_INSTRUCTIONS FOR THE TASK_:
Scan the records that follow, and whenever a line has the word "blanket", copy it.
[[ MATERIAL SHOWN, beginning ]]
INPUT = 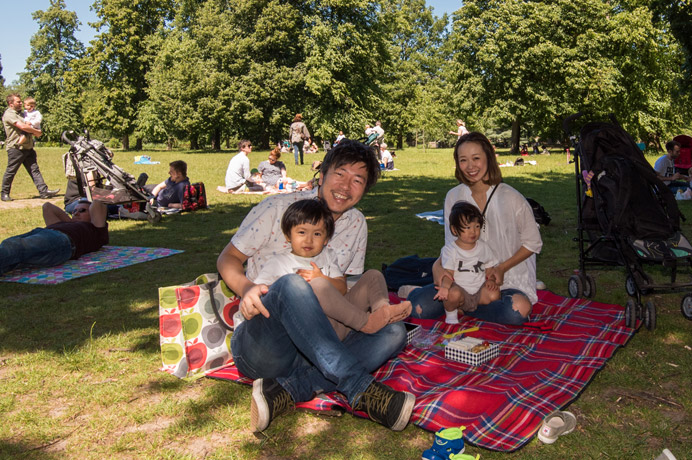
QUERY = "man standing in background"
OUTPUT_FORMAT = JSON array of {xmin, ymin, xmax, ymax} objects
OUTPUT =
[{"xmin": 1, "ymin": 94, "xmax": 59, "ymax": 202}]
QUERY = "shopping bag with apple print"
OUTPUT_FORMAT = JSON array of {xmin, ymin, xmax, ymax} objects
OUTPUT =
[{"xmin": 159, "ymin": 273, "xmax": 239, "ymax": 380}]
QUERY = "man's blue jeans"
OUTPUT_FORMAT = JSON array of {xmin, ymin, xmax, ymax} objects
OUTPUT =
[
  {"xmin": 0, "ymin": 228, "xmax": 72, "ymax": 274},
  {"xmin": 406, "ymin": 284, "xmax": 529, "ymax": 325},
  {"xmin": 231, "ymin": 274, "xmax": 407, "ymax": 405}
]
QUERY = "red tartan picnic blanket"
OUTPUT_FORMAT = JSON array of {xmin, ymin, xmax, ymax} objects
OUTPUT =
[{"xmin": 207, "ymin": 290, "xmax": 636, "ymax": 451}]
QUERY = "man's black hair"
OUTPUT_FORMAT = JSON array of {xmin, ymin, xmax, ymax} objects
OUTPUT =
[
  {"xmin": 318, "ymin": 139, "xmax": 380, "ymax": 192},
  {"xmin": 449, "ymin": 201, "xmax": 484, "ymax": 236},
  {"xmin": 169, "ymin": 160, "xmax": 187, "ymax": 177},
  {"xmin": 281, "ymin": 199, "xmax": 335, "ymax": 240},
  {"xmin": 666, "ymin": 140, "xmax": 681, "ymax": 152}
]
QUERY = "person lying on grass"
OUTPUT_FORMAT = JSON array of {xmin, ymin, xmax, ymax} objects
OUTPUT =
[
  {"xmin": 253, "ymin": 198, "xmax": 411, "ymax": 336},
  {"xmin": 217, "ymin": 139, "xmax": 415, "ymax": 433},
  {"xmin": 0, "ymin": 200, "xmax": 107, "ymax": 275}
]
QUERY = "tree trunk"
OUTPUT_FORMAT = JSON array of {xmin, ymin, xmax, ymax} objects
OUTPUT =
[
  {"xmin": 135, "ymin": 137, "xmax": 143, "ymax": 151},
  {"xmin": 397, "ymin": 133, "xmax": 403, "ymax": 150},
  {"xmin": 190, "ymin": 134, "xmax": 199, "ymax": 150},
  {"xmin": 122, "ymin": 134, "xmax": 130, "ymax": 150},
  {"xmin": 212, "ymin": 128, "xmax": 221, "ymax": 151},
  {"xmin": 166, "ymin": 138, "xmax": 173, "ymax": 151},
  {"xmin": 511, "ymin": 117, "xmax": 521, "ymax": 155}
]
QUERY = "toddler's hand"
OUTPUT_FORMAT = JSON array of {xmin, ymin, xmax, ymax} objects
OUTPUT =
[
  {"xmin": 434, "ymin": 286, "xmax": 449, "ymax": 301},
  {"xmin": 296, "ymin": 262, "xmax": 323, "ymax": 282}
]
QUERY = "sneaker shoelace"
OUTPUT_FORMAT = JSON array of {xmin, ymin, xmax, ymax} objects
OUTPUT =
[
  {"xmin": 352, "ymin": 384, "xmax": 395, "ymax": 424},
  {"xmin": 271, "ymin": 388, "xmax": 295, "ymax": 418}
]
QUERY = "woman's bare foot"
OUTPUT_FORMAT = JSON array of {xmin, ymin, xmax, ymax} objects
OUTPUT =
[{"xmin": 361, "ymin": 301, "xmax": 412, "ymax": 334}]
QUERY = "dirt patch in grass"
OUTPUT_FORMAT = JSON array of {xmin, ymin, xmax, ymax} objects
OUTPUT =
[{"xmin": 0, "ymin": 197, "xmax": 61, "ymax": 209}]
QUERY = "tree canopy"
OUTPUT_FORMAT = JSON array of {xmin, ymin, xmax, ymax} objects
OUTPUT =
[{"xmin": 12, "ymin": 0, "xmax": 692, "ymax": 149}]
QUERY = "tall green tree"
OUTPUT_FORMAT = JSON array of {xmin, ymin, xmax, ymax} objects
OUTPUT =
[
  {"xmin": 0, "ymin": 55, "xmax": 5, "ymax": 88},
  {"xmin": 142, "ymin": 0, "xmax": 389, "ymax": 149},
  {"xmin": 20, "ymin": 0, "xmax": 85, "ymax": 140},
  {"xmin": 447, "ymin": 0, "xmax": 683, "ymax": 152},
  {"xmin": 379, "ymin": 0, "xmax": 449, "ymax": 148},
  {"xmin": 84, "ymin": 0, "xmax": 174, "ymax": 149}
]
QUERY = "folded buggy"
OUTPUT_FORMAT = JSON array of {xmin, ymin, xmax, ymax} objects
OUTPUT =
[
  {"xmin": 563, "ymin": 114, "xmax": 692, "ymax": 328},
  {"xmin": 61, "ymin": 130, "xmax": 162, "ymax": 223}
]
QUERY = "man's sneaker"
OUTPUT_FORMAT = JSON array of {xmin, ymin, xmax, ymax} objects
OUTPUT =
[
  {"xmin": 251, "ymin": 378, "xmax": 294, "ymax": 432},
  {"xmin": 352, "ymin": 381, "xmax": 414, "ymax": 431},
  {"xmin": 397, "ymin": 285, "xmax": 419, "ymax": 299},
  {"xmin": 422, "ymin": 426, "xmax": 466, "ymax": 460},
  {"xmin": 39, "ymin": 188, "xmax": 60, "ymax": 199}
]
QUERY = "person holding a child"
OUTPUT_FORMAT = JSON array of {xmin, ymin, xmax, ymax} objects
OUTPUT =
[
  {"xmin": 402, "ymin": 132, "xmax": 542, "ymax": 325},
  {"xmin": 2, "ymin": 94, "xmax": 59, "ymax": 202},
  {"xmin": 217, "ymin": 139, "xmax": 414, "ymax": 434}
]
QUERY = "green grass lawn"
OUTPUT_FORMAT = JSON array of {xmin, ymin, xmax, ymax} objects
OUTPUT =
[{"xmin": 0, "ymin": 145, "xmax": 690, "ymax": 459}]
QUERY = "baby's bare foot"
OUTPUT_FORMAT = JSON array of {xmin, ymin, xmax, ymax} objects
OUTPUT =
[{"xmin": 361, "ymin": 302, "xmax": 412, "ymax": 334}]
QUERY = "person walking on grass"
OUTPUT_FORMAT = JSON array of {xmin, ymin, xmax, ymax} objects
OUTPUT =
[
  {"xmin": 289, "ymin": 113, "xmax": 311, "ymax": 165},
  {"xmin": 2, "ymin": 94, "xmax": 59, "ymax": 202},
  {"xmin": 217, "ymin": 140, "xmax": 415, "ymax": 433}
]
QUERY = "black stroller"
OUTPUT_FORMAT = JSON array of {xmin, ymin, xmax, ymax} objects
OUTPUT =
[
  {"xmin": 564, "ymin": 114, "xmax": 692, "ymax": 329},
  {"xmin": 61, "ymin": 131, "xmax": 162, "ymax": 223}
]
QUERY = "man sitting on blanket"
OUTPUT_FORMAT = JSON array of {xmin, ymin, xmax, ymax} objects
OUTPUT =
[
  {"xmin": 217, "ymin": 139, "xmax": 415, "ymax": 433},
  {"xmin": 0, "ymin": 200, "xmax": 108, "ymax": 275}
]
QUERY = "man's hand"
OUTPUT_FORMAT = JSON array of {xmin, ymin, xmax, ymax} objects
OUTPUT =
[
  {"xmin": 239, "ymin": 283, "xmax": 270, "ymax": 320},
  {"xmin": 296, "ymin": 262, "xmax": 323, "ymax": 282}
]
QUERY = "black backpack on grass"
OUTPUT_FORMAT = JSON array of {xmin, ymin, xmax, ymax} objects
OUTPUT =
[{"xmin": 382, "ymin": 255, "xmax": 437, "ymax": 291}]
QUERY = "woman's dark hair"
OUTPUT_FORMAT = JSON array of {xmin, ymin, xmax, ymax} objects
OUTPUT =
[
  {"xmin": 449, "ymin": 201, "xmax": 484, "ymax": 236},
  {"xmin": 318, "ymin": 139, "xmax": 380, "ymax": 193},
  {"xmin": 281, "ymin": 199, "xmax": 335, "ymax": 240},
  {"xmin": 453, "ymin": 132, "xmax": 502, "ymax": 186},
  {"xmin": 238, "ymin": 139, "xmax": 251, "ymax": 150}
]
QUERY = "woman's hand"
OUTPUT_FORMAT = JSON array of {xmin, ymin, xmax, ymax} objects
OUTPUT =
[
  {"xmin": 486, "ymin": 265, "xmax": 506, "ymax": 286},
  {"xmin": 296, "ymin": 262, "xmax": 323, "ymax": 282}
]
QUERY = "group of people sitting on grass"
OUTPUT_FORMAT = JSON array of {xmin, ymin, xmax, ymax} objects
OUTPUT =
[
  {"xmin": 217, "ymin": 134, "xmax": 542, "ymax": 433},
  {"xmin": 224, "ymin": 140, "xmax": 311, "ymax": 193},
  {"xmin": 2, "ymin": 132, "xmax": 543, "ymax": 435}
]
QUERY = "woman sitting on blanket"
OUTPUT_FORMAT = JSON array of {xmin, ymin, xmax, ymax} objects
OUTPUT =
[
  {"xmin": 257, "ymin": 148, "xmax": 288, "ymax": 189},
  {"xmin": 401, "ymin": 132, "xmax": 542, "ymax": 325}
]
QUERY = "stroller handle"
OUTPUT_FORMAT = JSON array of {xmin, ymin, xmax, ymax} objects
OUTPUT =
[
  {"xmin": 562, "ymin": 112, "xmax": 583, "ymax": 136},
  {"xmin": 61, "ymin": 130, "xmax": 78, "ymax": 146}
]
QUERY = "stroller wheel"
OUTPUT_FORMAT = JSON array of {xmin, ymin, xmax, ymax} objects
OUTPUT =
[
  {"xmin": 147, "ymin": 210, "xmax": 162, "ymax": 224},
  {"xmin": 625, "ymin": 299, "xmax": 637, "ymax": 329},
  {"xmin": 625, "ymin": 276, "xmax": 637, "ymax": 297},
  {"xmin": 681, "ymin": 294, "xmax": 692, "ymax": 321},
  {"xmin": 582, "ymin": 274, "xmax": 596, "ymax": 298},
  {"xmin": 145, "ymin": 202, "xmax": 162, "ymax": 224},
  {"xmin": 567, "ymin": 275, "xmax": 583, "ymax": 298},
  {"xmin": 644, "ymin": 301, "xmax": 656, "ymax": 330}
]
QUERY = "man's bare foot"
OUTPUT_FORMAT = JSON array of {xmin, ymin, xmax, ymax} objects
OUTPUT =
[{"xmin": 361, "ymin": 301, "xmax": 412, "ymax": 334}]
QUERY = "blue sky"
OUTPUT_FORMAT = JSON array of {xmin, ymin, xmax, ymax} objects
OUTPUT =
[{"xmin": 0, "ymin": 1, "xmax": 460, "ymax": 85}]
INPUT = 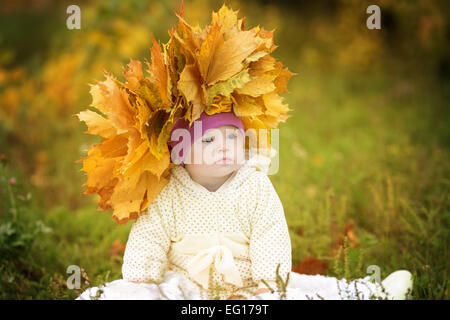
[[ MATERIAL SHOWN, end ]]
_ANSWER_:
QUERY = "red tartan picnic blanket"
QUERY = "man sitting on blanket"
QUERY = "woman sitting on blanket"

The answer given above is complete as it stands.